Kala azar outbreak in Ethiopia as rainy season begins

Kala azar, or visceral leishmaniasis, is transmitted by the sandfly. It is estimated that 500,000 new cases appear every year in the world. After two to six months of incubation, the parasite attacks the defense system of the infected person. The disease is characterized by high fever, swelling of the spleen and important weight loss. If not treated, the sick will die in a few months.

It was due to the insistence of an MSF team working in the region that the disease -unknown in this area- was diagnosed.

With the problem identified, MSF has taken the lead in the response. The district health center was reorganized to accomodate the numerous sick persons. Today, close to 100 patients are treated here and approximately the same number are receiving treatment in the community.

“Most of the persons that we have been treating had a life expectation of not more than three months”, said Yanos Orfanos, an MSF medical doctor. Although new cases still appear, it is hoped that the outbreak will decrease with the rainy season that has just begun.

First cases

The first suspect deaths occurred last fall and their number slowly increased. In the peak of the epidemic, two to three persons were dying every day, according to community leaders.

At first, local health authorities thought it was a malaria outbreak and treated the patients accordingly. But when the treatment showed no results, the MSF team insisted that further tests should be performed. Although this region was not known as a kala azar endemic area, they thought it could be the cause of so many deaths. The doctor’s suspicion was finally confirmed with laboratory tests in early May.

* Dataset
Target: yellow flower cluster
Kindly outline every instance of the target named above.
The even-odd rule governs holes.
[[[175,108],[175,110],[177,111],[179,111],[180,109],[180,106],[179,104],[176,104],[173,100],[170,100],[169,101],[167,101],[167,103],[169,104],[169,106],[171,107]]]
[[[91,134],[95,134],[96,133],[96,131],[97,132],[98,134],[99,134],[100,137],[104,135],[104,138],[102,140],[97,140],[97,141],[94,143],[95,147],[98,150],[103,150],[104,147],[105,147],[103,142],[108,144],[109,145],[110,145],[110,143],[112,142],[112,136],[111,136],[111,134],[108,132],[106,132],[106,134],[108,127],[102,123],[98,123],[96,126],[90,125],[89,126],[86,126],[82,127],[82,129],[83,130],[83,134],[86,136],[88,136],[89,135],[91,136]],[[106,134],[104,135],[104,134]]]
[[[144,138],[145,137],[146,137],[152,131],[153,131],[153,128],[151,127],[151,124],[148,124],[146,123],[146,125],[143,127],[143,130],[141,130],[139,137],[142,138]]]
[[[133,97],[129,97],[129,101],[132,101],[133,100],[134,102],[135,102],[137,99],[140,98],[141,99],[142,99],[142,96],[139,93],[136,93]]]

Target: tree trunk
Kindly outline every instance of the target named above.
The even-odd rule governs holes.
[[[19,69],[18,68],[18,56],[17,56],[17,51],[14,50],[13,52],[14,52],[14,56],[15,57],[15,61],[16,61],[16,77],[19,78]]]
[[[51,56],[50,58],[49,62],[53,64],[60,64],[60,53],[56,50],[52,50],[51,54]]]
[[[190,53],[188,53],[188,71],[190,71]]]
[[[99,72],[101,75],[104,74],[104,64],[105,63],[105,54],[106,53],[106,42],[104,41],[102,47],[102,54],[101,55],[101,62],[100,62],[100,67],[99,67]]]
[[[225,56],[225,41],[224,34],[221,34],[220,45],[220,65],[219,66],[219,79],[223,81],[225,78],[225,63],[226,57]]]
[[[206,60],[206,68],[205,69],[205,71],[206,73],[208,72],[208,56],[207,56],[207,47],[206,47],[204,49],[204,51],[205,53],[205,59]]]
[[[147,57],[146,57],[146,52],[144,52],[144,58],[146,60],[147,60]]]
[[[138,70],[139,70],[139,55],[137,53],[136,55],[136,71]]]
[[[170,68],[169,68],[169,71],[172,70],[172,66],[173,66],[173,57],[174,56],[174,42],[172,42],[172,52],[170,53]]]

* Assigned task A
Write out the passage of the kala azar article starting at "It was due to" and ending at "to community leaders.", word for word.
* Assigned task B
According to the kala azar article, roughly how many patients are being treated at the reorganized district health center today?
* Assigned task C
Continue the kala azar article from its last sentence.

* Answer area A
It was due to the insistence of an MSF team working in the region that the disease -unknown in this area- was diagnosed.

With the problem identified, MSF has taken the lead in the response. The district health center was reorganized to accomodate the numerous sick persons. Today, close to 100 patients are treated here and approximately the same number are receiving treatment in the community.

“Most of the persons that we have been treating had a life expectation of not more than three months”, said Yanos Orfanos, an MSF medical doctor. Although new cases still appear, it is hoped that the outbreak will decrease with the rainy season that has just begun.

First cases

The first suspect deaths occurred last fall and their number slowly increased. In the peak of the epidemic, two to three persons were dying every day, according to community leaders.

* Answer area B
Close to 100 patients.

* Answer area C
The authorities and health infrastructure of the region were not prepared to face such an outbreak. To assist, MSF has set up a kala azar treatment unit in the neighboring Addis Zemen health center. Five tents, each one with capacity for 12 patients, have been installed in the health centre compound.

Due to the high number of patients, two wards and a corridor of the center, originally designed for 10 inpatients, have also been occupied.

On admission,many patients are severely malnourished so, beside the kala azar medication – a daily injection for one month - most patients need nutritional treatment as well. Other conditions caused by the kala azar infection – such as pneumonia or anemia - also need to be treated.

As soon as the patients’ condition improves, they are discharged. Then, a medical team will visit them in the community to give them an injection every day until the month long treatment is complete.

The measures adopted to fight the epidemic are working.

Most of the patients that are treated in Addis Zemen improve rapidly. More than 100 of them have already been discharged, and up to now, only three patients admitted in the center have died: an elder who refused to take the medication and two children that were very severely malnourished on admission.